BEGIN ENTRIES SUPPLIED
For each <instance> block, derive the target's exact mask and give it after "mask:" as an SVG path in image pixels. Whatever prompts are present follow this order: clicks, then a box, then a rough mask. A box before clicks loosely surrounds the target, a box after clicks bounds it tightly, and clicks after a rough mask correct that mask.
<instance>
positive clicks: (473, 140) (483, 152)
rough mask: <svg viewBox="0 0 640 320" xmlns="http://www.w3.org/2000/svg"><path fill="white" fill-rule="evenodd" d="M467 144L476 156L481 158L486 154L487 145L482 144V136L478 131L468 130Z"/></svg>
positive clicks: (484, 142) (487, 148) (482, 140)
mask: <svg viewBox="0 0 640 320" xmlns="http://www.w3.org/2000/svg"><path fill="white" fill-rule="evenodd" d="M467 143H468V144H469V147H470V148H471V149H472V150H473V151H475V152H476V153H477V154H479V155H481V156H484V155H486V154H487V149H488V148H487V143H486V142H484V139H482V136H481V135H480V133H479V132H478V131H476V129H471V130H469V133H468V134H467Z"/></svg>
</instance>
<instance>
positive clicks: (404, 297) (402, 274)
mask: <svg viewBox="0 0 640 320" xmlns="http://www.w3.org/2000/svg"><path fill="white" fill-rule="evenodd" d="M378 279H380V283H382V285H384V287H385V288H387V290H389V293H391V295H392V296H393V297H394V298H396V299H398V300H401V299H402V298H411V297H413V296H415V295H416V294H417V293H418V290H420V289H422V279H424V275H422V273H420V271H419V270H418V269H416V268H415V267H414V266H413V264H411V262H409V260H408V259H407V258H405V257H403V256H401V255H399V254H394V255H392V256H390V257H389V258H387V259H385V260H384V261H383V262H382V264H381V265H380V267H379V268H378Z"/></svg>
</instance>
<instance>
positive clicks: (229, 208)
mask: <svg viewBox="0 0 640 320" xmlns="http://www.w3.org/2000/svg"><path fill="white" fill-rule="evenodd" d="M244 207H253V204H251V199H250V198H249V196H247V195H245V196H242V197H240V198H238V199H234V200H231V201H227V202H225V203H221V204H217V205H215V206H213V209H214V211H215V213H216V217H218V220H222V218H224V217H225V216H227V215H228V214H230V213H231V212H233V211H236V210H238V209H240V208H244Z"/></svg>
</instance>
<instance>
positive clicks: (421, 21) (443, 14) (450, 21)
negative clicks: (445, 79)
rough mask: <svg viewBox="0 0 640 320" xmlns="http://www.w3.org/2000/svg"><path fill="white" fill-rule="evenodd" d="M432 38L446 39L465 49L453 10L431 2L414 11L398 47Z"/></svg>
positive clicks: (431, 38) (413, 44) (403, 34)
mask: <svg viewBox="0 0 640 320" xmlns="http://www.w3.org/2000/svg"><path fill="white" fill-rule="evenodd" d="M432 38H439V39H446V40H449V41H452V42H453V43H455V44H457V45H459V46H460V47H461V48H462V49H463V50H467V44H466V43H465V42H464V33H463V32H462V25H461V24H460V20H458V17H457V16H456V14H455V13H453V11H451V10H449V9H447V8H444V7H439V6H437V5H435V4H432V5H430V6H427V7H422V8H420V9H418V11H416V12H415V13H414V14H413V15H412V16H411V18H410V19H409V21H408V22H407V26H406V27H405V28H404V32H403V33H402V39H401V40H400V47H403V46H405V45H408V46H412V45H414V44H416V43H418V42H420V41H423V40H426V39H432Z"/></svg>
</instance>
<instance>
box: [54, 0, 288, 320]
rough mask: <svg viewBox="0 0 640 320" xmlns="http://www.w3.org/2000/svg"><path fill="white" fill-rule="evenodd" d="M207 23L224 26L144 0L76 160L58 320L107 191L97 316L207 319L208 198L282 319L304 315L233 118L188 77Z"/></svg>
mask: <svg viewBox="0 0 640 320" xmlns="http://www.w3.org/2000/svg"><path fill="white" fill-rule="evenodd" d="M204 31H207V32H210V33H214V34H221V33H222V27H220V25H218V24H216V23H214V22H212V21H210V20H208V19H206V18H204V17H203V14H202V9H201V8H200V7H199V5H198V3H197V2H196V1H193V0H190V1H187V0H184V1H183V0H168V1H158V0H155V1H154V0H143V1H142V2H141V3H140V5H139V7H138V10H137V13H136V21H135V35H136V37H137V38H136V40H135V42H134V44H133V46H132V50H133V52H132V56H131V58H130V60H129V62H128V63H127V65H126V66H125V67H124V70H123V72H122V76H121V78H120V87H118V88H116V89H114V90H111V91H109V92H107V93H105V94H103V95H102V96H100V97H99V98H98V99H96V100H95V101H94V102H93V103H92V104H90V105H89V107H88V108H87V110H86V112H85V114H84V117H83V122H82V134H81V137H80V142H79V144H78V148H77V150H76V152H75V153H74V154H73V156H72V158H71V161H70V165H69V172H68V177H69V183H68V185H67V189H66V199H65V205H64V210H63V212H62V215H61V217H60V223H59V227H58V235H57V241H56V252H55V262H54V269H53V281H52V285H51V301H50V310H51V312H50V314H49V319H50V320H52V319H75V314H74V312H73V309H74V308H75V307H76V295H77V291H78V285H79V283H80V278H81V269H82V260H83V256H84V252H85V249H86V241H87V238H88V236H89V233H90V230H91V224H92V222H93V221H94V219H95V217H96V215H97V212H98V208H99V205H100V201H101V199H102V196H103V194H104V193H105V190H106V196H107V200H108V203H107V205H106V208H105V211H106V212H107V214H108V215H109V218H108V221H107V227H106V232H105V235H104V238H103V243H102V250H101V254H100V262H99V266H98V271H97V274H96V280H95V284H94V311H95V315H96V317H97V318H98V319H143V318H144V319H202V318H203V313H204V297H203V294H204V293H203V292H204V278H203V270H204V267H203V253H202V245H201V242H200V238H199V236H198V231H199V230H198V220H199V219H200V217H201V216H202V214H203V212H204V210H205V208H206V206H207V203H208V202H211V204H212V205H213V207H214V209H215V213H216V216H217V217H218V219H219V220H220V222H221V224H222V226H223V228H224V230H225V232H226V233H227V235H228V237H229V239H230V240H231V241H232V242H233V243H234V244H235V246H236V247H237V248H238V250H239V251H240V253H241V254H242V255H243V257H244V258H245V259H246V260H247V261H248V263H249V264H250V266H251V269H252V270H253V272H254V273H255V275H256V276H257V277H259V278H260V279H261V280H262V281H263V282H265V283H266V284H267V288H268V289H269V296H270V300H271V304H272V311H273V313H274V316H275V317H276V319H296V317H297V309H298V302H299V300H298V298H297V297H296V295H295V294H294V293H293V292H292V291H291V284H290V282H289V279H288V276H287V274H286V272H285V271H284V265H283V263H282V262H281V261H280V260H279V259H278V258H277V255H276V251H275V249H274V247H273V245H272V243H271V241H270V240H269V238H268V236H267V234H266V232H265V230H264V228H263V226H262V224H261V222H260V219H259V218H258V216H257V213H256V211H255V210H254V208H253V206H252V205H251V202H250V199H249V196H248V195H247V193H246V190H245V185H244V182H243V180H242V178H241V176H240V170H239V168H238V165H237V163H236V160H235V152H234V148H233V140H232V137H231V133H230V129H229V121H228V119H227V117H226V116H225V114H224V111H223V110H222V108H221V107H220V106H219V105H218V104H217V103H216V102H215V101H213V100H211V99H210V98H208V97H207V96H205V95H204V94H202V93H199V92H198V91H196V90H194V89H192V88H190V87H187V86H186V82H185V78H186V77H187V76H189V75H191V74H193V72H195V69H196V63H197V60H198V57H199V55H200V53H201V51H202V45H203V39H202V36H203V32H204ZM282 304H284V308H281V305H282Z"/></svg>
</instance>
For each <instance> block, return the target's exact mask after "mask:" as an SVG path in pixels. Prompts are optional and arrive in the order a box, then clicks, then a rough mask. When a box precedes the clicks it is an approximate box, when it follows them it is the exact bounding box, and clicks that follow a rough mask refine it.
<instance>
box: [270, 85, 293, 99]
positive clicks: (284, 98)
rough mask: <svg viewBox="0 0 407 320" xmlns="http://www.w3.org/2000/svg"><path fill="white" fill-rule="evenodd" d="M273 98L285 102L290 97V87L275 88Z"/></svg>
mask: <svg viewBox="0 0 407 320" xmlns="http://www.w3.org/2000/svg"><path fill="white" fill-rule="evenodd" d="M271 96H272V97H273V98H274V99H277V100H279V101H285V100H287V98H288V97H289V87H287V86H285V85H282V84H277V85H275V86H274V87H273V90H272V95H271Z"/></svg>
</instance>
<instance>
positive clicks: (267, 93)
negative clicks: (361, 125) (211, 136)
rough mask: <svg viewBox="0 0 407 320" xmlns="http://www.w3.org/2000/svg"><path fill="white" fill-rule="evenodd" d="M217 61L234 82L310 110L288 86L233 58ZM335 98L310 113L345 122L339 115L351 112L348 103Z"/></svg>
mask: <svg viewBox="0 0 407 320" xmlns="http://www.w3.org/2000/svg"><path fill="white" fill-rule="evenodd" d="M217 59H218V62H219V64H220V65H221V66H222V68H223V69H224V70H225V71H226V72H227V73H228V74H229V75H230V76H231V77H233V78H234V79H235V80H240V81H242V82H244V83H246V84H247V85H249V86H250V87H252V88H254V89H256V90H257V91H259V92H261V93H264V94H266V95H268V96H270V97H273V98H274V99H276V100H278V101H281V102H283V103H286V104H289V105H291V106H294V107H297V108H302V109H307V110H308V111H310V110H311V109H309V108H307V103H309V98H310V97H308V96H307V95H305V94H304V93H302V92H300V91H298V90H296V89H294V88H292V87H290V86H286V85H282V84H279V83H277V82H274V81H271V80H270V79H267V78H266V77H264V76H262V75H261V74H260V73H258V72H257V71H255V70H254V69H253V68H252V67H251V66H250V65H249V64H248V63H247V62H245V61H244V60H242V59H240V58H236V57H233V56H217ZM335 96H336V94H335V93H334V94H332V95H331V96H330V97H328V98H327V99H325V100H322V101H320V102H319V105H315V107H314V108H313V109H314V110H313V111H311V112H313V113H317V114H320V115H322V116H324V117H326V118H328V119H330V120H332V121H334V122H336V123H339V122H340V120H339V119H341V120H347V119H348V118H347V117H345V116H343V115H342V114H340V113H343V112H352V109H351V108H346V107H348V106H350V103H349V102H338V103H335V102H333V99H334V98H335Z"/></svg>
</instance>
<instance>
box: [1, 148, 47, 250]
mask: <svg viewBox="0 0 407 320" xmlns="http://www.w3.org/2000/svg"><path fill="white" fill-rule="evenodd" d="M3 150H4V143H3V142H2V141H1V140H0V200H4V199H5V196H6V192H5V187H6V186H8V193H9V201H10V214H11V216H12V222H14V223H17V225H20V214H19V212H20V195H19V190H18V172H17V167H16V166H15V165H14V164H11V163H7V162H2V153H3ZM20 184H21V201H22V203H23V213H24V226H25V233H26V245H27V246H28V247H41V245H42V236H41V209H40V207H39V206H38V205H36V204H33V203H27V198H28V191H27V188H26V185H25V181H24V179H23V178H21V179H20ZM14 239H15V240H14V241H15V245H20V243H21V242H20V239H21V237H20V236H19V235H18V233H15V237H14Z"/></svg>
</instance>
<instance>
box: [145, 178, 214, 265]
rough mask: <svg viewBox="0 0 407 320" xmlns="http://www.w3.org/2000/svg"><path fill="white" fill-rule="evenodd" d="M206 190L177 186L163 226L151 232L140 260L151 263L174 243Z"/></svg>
END ENTRIES SUPPLIED
▶ **TASK DIRECTIONS**
For this exercise, copy the lines from the one that contains "box: [145, 178, 214, 265]" through the last line of the records, exactly and only those.

▶ **WRITTEN RESPONSE**
box: [145, 178, 214, 265]
rough mask: <svg viewBox="0 0 407 320" xmlns="http://www.w3.org/2000/svg"><path fill="white" fill-rule="evenodd" d="M206 190L177 186L163 226L151 232L140 260L151 263L174 243Z"/></svg>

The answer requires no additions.